## Entries
+++

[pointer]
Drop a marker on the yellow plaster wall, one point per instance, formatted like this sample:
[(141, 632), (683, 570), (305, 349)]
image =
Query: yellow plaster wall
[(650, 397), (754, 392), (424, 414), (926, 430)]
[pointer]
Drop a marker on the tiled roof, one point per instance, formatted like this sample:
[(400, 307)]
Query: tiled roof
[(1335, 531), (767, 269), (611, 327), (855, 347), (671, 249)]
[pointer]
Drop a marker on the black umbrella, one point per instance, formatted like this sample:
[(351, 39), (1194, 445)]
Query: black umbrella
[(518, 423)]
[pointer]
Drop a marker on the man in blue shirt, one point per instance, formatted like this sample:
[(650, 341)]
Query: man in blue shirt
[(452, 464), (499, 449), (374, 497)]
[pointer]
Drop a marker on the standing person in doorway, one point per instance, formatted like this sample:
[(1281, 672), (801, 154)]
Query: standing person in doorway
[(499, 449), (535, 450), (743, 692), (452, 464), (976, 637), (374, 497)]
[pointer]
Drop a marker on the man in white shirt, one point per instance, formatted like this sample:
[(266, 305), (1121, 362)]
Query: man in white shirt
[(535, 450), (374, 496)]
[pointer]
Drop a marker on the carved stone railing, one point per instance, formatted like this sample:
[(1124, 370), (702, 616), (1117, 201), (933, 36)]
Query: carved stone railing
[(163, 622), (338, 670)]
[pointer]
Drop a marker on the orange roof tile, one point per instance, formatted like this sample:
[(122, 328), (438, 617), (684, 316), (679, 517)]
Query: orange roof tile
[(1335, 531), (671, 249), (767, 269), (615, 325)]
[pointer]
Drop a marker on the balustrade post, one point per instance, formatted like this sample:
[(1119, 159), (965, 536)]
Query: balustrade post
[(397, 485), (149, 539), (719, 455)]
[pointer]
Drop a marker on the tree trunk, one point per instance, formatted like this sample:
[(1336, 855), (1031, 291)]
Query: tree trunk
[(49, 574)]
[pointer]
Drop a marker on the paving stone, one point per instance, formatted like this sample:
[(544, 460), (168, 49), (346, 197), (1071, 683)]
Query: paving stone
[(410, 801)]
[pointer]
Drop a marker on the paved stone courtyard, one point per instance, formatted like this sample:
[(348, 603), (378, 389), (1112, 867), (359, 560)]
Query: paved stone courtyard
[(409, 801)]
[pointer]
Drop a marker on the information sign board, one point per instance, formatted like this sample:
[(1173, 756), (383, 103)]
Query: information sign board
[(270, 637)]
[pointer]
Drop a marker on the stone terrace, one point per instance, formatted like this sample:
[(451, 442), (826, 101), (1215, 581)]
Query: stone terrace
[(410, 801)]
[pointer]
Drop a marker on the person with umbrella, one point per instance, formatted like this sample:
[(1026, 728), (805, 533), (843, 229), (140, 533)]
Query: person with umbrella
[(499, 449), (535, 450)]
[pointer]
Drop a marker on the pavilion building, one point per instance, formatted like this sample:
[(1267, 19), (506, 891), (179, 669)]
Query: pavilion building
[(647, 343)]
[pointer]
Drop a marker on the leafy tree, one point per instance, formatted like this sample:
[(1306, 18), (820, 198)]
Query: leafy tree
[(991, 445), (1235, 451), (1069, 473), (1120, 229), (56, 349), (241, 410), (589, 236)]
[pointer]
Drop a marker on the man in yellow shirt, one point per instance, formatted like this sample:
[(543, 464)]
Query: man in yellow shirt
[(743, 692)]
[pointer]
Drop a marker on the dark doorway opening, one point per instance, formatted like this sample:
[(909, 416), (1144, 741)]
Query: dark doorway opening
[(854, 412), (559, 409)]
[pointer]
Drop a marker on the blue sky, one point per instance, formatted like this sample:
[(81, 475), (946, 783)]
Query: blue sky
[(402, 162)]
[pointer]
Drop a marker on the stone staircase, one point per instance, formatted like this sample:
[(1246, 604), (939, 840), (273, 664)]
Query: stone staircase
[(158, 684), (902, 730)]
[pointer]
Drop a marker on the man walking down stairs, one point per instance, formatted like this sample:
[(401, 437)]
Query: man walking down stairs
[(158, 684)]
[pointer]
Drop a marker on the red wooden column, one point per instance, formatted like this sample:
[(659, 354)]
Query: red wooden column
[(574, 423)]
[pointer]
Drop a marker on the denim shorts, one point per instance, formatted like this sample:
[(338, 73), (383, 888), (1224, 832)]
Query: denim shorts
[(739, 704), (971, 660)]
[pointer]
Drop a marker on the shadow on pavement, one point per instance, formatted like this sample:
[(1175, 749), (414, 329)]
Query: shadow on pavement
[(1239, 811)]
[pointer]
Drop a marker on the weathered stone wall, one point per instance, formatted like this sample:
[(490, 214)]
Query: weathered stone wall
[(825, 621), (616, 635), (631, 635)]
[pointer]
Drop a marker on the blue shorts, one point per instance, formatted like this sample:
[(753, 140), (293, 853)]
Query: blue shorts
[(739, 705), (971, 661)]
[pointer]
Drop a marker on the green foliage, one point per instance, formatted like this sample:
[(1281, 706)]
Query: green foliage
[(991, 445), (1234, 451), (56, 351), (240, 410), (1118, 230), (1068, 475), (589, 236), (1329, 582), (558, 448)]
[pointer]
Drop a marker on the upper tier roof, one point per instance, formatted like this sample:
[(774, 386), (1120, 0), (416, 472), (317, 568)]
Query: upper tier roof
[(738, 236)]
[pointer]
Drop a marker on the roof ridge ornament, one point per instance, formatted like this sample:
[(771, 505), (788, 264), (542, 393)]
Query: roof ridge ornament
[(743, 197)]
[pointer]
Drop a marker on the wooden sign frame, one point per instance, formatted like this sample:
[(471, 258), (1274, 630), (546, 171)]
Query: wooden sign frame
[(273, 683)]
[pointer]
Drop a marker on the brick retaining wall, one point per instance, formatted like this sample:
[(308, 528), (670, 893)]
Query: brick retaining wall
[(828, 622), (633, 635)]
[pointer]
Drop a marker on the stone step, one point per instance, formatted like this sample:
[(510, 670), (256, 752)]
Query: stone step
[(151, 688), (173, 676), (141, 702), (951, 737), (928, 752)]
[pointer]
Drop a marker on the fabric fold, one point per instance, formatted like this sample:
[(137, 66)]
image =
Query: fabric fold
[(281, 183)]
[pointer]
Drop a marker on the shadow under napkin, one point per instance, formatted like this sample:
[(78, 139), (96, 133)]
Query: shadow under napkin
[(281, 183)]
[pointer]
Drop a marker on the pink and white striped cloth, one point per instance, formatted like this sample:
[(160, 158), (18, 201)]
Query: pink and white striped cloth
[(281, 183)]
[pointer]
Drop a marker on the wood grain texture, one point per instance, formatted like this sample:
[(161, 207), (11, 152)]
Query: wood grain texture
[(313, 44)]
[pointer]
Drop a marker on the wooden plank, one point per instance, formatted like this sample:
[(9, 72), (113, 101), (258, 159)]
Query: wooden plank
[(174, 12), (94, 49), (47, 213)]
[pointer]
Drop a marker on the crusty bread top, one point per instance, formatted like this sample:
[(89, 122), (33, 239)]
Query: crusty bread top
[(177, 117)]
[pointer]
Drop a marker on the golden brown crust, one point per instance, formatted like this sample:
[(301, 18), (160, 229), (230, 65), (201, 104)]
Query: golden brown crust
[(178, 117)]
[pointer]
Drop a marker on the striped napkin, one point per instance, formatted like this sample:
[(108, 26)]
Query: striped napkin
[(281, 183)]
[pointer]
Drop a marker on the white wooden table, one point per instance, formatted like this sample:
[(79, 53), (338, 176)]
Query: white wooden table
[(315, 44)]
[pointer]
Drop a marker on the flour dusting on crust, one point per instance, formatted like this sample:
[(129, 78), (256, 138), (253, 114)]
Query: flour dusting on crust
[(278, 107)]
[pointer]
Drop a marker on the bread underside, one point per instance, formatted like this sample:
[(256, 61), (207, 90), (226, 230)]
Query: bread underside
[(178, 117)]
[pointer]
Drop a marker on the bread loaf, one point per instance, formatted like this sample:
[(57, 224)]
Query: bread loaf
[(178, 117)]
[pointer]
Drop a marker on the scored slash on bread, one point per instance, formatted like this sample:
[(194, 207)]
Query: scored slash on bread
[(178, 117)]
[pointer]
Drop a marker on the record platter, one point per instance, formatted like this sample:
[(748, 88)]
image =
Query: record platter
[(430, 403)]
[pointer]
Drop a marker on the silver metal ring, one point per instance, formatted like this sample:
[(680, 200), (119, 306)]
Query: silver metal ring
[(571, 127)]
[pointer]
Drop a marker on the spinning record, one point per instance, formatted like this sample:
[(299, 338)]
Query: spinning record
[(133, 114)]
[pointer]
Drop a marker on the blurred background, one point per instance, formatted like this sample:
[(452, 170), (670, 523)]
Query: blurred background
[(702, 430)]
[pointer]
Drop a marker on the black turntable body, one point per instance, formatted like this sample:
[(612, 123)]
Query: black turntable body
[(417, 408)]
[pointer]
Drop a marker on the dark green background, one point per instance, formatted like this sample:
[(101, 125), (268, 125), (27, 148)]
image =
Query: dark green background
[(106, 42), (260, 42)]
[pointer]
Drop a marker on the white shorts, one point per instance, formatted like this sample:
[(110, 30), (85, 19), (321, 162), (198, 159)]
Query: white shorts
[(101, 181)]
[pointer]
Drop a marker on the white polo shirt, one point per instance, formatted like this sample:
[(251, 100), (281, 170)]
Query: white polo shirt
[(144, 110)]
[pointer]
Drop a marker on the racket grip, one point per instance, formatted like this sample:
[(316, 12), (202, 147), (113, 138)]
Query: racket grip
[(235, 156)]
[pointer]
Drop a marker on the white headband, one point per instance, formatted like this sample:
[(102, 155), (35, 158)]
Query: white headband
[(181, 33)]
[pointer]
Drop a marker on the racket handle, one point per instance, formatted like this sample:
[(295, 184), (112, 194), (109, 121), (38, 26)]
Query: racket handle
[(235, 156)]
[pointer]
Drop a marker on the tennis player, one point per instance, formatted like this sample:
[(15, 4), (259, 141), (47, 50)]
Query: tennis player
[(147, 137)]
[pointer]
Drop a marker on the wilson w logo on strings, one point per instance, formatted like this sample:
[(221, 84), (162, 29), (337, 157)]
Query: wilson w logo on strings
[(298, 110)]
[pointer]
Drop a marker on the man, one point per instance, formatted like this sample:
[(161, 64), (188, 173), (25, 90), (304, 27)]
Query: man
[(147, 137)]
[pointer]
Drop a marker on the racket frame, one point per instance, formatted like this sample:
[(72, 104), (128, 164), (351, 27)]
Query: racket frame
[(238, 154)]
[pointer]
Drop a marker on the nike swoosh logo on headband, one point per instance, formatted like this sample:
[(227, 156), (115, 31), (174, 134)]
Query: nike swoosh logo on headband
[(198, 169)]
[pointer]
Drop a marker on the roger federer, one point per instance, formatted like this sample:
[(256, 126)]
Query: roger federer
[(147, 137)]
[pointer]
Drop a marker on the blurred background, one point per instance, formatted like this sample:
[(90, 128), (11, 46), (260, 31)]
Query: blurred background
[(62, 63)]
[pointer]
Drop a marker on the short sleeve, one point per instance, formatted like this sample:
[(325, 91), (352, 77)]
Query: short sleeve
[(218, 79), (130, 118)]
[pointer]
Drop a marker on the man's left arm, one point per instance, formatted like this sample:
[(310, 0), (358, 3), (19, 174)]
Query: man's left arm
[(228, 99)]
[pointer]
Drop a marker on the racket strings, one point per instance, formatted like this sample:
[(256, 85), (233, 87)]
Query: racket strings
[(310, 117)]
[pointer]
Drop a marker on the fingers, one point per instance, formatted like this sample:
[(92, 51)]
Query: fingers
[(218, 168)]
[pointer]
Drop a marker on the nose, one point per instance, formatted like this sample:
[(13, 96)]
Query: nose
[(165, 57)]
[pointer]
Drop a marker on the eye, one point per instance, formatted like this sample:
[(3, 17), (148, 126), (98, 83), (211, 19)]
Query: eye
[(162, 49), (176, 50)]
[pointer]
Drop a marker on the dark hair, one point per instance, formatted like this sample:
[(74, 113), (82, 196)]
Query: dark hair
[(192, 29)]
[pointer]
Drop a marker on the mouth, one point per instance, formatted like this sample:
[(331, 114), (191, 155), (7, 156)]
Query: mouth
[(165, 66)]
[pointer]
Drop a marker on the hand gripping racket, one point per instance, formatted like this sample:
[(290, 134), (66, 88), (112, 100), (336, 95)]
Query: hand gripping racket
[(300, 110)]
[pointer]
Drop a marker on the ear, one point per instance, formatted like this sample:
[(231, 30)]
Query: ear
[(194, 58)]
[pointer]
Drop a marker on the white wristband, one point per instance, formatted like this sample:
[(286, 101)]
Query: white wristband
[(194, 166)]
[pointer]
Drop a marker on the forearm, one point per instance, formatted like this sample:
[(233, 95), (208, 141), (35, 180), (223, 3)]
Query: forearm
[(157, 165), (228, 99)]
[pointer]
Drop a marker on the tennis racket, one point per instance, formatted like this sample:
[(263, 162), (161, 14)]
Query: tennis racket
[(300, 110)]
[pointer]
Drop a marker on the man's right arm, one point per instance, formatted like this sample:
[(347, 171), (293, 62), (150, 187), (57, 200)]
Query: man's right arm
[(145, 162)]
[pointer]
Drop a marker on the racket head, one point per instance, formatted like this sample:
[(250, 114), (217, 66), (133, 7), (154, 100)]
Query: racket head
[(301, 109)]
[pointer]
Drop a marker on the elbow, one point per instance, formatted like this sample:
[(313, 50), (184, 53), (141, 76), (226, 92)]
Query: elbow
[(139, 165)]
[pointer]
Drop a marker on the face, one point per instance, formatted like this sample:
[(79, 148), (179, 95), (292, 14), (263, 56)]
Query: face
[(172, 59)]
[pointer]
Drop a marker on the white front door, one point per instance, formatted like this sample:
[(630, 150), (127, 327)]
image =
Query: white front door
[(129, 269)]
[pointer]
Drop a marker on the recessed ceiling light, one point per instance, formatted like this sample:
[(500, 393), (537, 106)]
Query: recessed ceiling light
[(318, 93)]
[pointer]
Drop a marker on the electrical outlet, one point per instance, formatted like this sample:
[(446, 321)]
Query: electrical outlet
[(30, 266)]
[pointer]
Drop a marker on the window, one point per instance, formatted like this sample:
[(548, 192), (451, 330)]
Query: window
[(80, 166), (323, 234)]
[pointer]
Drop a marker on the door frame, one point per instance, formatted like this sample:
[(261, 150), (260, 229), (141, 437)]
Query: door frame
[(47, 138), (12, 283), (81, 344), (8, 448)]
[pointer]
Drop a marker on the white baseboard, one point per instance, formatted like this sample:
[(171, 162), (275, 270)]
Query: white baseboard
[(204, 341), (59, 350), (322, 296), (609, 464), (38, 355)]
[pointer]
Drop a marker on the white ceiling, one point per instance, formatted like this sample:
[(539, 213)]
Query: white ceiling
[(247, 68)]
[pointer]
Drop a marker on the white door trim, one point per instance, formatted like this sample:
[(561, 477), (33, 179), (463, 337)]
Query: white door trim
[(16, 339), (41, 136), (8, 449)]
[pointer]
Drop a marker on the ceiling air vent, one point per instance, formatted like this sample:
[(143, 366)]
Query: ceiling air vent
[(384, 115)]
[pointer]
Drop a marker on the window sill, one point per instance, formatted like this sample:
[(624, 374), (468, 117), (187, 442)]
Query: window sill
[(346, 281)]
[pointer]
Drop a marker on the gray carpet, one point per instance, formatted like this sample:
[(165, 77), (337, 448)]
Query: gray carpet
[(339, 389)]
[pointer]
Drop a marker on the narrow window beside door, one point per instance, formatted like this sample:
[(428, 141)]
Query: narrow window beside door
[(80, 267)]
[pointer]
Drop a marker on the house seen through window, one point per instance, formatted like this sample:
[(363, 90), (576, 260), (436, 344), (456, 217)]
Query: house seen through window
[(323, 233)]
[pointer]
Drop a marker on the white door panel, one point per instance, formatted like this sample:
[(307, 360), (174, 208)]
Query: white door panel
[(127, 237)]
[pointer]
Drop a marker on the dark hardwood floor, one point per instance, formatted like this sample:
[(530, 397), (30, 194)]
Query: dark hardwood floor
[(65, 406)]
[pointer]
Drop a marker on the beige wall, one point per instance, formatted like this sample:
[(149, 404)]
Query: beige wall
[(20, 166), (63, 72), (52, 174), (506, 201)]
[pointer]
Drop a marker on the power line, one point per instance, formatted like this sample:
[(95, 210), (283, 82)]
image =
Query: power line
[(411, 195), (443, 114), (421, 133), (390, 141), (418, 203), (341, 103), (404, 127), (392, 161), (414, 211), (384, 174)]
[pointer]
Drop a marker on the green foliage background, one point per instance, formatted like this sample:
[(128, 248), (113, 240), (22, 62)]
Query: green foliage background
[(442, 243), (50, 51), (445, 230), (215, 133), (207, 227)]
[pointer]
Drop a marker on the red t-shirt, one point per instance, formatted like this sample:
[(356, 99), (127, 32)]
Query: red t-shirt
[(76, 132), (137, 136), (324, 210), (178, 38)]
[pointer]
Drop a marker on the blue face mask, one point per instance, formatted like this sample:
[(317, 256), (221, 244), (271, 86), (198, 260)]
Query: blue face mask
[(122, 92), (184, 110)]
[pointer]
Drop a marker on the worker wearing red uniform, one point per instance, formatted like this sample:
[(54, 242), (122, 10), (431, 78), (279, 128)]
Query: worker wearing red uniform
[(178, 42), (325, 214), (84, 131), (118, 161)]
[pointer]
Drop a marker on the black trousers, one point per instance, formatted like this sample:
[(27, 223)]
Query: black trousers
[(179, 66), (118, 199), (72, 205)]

+++

## Instruction
Reproduce the records verbatim from their first line up to and including the line with "[(1335, 531), (767, 269), (611, 327), (855, 347), (671, 249)]".

## Exercise solution
[pointer]
Drop a marker on the yellow plaster wall, one point per instance, formatted like this sample:
[(141, 632), (683, 570), (305, 349)]
image =
Query: yellow plaster wall
[(650, 397), (754, 392), (424, 414), (926, 430)]
[pointer]
Drop a marker on the tiled roof, one point per instance, formatted like this sample:
[(400, 307)]
Query: tiled roof
[(1335, 531), (767, 269), (611, 327), (855, 347), (671, 249)]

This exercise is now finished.